(Spatial localization data)
┄┄┄┄┄┄

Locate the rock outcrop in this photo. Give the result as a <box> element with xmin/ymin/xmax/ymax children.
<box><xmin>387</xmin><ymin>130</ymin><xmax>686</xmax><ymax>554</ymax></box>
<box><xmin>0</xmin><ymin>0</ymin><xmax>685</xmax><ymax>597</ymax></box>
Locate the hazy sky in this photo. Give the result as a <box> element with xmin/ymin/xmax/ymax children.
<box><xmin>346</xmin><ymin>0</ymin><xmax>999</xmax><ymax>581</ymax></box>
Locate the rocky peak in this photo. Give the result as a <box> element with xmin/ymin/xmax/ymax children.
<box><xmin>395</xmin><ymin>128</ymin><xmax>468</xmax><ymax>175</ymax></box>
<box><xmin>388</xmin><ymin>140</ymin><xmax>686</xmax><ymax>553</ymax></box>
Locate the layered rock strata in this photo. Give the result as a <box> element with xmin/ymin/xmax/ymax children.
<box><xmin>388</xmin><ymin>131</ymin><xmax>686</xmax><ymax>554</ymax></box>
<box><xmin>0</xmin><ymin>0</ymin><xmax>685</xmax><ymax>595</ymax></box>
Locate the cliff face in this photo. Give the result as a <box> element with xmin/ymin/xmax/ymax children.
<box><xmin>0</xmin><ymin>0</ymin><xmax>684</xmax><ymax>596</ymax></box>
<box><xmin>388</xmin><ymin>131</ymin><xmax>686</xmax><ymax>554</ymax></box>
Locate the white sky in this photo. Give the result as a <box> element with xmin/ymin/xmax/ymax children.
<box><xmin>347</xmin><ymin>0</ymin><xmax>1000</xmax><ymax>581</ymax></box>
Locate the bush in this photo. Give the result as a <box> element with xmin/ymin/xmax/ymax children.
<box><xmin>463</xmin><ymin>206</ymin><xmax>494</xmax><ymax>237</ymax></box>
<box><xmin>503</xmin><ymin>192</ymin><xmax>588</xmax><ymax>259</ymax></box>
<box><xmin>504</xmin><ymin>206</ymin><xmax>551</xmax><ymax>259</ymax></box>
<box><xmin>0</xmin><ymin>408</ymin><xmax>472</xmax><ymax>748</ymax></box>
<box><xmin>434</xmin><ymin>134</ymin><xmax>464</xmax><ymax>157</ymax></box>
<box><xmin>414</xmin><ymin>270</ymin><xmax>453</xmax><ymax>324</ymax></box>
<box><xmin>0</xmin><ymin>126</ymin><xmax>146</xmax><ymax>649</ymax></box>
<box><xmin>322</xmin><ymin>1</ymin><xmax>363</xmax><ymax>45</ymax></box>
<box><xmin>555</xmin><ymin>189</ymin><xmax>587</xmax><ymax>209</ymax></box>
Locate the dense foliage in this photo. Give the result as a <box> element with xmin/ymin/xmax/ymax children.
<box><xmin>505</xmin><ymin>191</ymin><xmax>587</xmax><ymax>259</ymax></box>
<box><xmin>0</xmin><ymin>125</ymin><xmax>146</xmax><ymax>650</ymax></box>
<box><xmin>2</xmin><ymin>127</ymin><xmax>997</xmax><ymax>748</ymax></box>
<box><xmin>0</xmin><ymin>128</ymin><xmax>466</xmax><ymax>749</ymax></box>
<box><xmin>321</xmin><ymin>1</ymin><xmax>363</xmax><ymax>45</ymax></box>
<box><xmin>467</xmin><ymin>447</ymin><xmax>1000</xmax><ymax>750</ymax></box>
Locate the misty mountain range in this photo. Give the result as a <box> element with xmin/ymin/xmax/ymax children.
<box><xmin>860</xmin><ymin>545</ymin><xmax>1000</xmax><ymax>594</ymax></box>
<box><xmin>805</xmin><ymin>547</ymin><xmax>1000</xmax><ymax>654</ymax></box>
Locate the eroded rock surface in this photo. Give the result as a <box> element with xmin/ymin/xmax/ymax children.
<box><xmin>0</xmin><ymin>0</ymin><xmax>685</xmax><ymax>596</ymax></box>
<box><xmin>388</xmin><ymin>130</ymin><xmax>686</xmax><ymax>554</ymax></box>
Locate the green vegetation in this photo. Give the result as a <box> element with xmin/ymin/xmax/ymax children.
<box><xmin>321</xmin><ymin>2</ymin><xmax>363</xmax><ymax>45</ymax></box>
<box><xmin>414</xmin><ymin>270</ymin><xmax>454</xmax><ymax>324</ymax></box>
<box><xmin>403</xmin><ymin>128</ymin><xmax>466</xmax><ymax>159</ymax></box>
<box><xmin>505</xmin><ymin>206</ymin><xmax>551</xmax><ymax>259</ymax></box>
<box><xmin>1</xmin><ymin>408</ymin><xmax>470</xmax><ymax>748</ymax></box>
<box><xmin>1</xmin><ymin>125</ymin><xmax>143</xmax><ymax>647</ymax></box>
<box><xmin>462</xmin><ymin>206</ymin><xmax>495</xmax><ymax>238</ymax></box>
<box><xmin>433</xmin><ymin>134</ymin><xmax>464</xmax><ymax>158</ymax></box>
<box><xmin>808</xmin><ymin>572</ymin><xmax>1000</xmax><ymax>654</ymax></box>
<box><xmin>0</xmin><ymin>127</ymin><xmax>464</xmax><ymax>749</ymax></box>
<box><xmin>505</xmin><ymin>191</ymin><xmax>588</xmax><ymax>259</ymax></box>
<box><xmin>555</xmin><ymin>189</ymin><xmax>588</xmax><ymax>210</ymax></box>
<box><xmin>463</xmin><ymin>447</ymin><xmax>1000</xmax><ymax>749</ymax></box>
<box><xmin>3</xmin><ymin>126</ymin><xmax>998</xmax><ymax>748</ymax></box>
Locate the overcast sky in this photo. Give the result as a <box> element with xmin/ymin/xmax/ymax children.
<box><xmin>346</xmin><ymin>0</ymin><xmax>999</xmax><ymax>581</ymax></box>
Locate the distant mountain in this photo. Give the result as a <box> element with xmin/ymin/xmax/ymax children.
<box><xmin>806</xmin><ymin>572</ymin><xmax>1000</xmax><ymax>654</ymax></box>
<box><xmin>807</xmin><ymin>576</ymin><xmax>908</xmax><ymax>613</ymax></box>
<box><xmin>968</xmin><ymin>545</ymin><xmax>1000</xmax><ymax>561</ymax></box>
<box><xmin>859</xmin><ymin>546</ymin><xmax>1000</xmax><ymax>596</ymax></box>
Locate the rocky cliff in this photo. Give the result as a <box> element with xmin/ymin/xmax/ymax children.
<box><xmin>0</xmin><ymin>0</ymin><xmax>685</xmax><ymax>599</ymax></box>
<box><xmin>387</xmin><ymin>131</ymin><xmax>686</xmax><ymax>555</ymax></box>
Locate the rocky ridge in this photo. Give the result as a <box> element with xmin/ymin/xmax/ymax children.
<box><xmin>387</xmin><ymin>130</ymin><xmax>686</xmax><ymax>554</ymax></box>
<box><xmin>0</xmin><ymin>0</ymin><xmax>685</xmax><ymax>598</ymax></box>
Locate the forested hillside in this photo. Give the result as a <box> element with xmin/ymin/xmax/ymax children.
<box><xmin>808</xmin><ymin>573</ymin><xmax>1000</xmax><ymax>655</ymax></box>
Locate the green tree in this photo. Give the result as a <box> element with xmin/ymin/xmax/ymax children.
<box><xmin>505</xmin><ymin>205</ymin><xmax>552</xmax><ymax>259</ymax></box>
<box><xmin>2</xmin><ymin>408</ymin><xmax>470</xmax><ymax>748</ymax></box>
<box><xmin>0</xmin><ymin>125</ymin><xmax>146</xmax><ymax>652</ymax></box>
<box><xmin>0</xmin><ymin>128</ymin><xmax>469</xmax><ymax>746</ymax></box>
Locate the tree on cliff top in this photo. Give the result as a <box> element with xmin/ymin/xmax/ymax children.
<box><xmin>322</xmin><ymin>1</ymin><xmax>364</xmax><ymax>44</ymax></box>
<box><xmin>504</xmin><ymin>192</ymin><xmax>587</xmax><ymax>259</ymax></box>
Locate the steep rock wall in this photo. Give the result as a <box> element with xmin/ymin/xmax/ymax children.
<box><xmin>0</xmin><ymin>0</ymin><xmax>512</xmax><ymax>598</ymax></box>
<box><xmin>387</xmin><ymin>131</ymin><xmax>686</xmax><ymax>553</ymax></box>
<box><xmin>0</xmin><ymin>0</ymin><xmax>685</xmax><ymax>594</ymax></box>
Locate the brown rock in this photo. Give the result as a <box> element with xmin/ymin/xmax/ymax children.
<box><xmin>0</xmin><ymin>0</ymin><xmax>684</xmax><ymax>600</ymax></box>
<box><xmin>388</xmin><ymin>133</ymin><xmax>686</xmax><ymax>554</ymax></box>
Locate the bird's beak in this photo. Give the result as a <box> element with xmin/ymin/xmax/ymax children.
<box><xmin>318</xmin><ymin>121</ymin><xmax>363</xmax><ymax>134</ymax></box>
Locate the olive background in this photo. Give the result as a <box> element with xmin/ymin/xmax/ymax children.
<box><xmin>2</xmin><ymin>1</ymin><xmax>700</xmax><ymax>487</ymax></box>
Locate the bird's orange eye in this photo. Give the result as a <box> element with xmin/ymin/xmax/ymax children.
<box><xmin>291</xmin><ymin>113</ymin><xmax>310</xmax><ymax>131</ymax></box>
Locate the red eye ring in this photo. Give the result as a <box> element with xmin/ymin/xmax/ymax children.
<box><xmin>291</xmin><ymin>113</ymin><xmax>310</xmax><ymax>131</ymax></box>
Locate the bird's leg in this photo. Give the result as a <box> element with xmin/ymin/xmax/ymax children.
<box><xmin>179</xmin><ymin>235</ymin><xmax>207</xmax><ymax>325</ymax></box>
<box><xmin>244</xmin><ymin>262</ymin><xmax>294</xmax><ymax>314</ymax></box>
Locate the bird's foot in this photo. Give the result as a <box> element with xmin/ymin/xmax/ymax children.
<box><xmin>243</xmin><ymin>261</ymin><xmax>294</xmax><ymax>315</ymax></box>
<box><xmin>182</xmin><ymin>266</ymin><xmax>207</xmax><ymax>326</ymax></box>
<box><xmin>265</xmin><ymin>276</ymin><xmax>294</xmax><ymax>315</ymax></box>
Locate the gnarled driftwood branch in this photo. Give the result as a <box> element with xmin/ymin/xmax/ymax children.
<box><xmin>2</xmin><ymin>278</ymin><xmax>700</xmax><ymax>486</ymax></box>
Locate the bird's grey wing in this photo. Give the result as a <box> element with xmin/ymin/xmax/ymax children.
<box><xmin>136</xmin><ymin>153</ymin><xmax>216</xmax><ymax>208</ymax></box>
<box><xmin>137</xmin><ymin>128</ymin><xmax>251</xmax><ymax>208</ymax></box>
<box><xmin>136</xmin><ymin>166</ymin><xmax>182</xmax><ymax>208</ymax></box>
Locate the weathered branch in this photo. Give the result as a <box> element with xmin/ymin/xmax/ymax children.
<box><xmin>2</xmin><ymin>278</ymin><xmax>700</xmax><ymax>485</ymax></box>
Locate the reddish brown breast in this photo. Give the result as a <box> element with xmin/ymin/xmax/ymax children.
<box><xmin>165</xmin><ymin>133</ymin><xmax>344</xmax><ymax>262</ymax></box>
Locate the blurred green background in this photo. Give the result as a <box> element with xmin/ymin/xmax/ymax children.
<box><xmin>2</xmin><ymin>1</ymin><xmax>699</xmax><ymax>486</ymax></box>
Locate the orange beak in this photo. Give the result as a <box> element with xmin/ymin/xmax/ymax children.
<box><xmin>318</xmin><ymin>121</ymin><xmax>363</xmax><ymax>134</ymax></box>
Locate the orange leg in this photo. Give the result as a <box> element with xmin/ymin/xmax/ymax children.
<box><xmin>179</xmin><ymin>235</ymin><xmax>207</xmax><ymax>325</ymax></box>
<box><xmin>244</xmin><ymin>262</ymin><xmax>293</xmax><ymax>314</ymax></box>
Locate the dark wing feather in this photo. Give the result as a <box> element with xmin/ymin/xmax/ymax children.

┄┄┄┄┄┄

Write out, please, only the lines from the one with "Locate the orange leg" through the last line above, both included and unchanged.

Locate the orange leg in this photo. Give the result as a <box> element with xmin/ymin/xmax/ymax children.
<box><xmin>179</xmin><ymin>235</ymin><xmax>207</xmax><ymax>325</ymax></box>
<box><xmin>244</xmin><ymin>262</ymin><xmax>293</xmax><ymax>314</ymax></box>
Locate the dark wing feather in this photo. Give the result as a <box> element with xmin/ymin/xmax/ymax children.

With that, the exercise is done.